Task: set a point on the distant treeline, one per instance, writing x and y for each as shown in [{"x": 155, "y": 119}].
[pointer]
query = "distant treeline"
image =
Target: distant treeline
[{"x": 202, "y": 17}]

Given instruction:
Reproduce every line of the records above without any changes.

Written solution:
Task: set a point on the distant treeline, one per instance, writing x and y for each as shown in [{"x": 155, "y": 119}].
[pointer]
query = "distant treeline"
image =
Target: distant treeline
[{"x": 202, "y": 17}]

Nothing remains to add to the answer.